YOUR INSTRUCTIONS >> Search the records that follow and extract every line containing the string "photo".
════
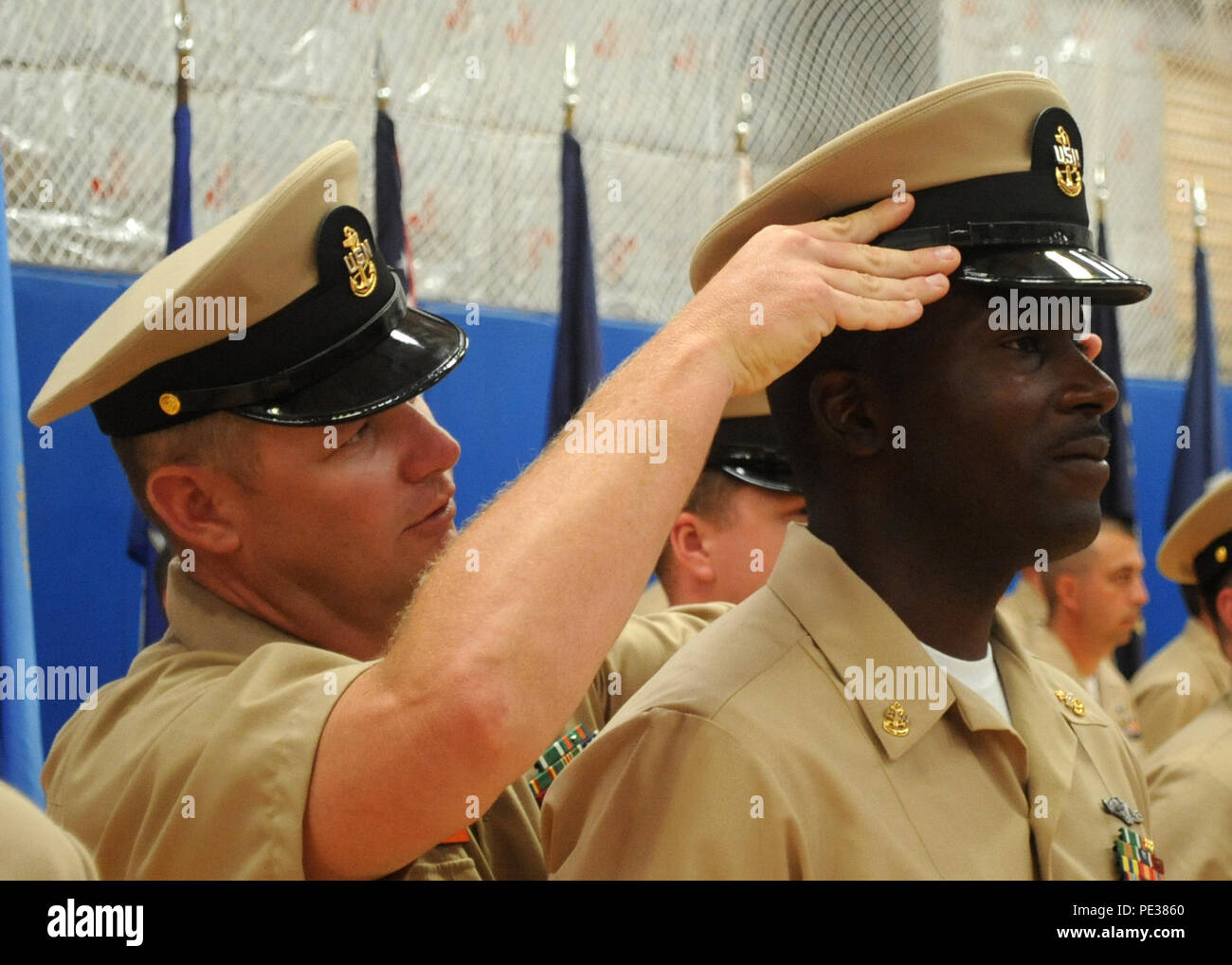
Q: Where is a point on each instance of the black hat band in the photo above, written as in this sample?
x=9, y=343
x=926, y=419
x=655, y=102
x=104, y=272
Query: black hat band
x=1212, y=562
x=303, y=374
════
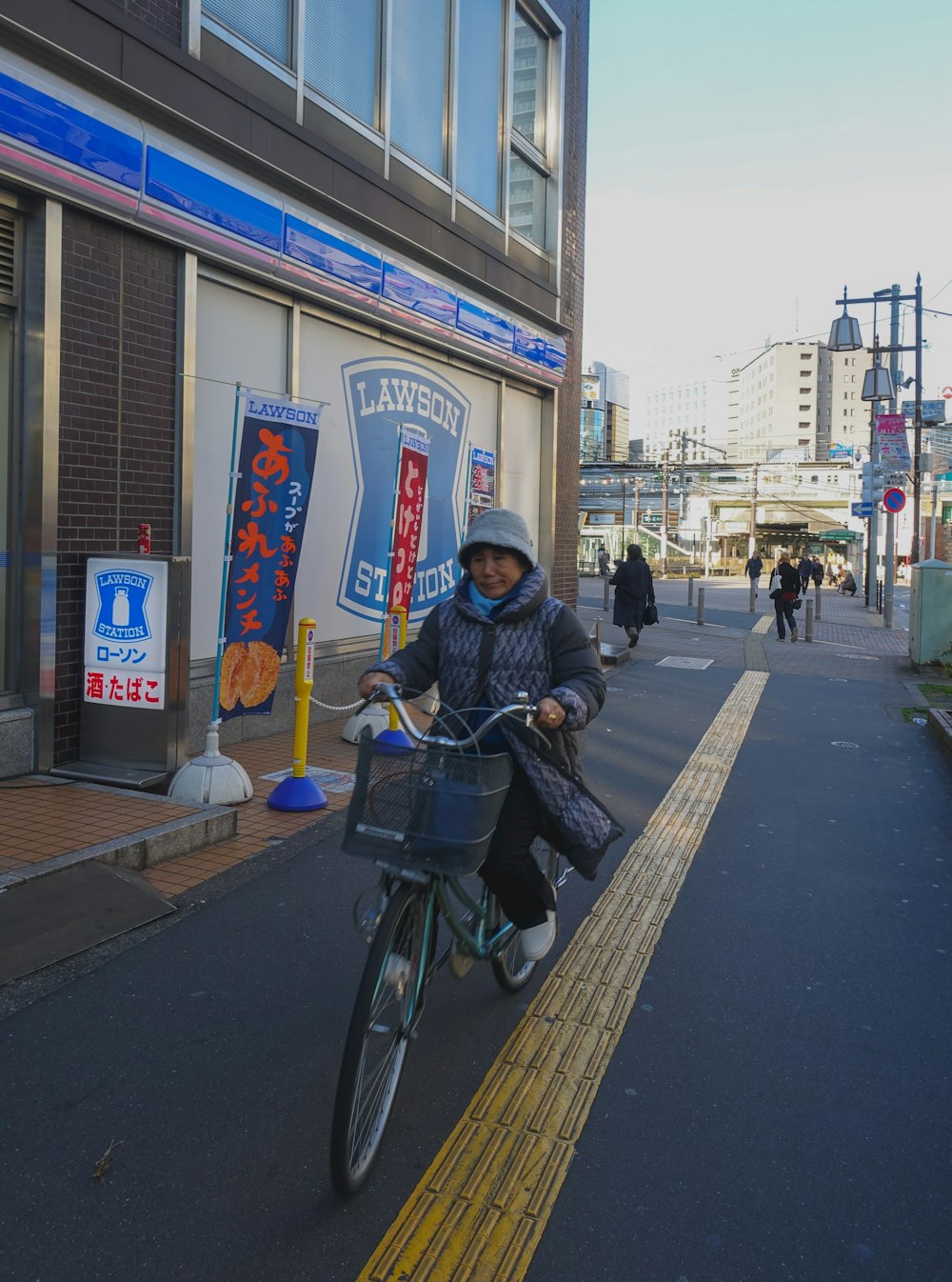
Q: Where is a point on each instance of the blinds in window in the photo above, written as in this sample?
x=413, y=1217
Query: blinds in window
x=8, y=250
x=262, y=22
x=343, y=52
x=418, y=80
════
EXERCISE ANSWER >>
Q: Where is a point on each instance of the black hat band in the photo above, written as in this sample?
Q: Where is a point on each instance of the blinds in window in the photo above, written as in this sample?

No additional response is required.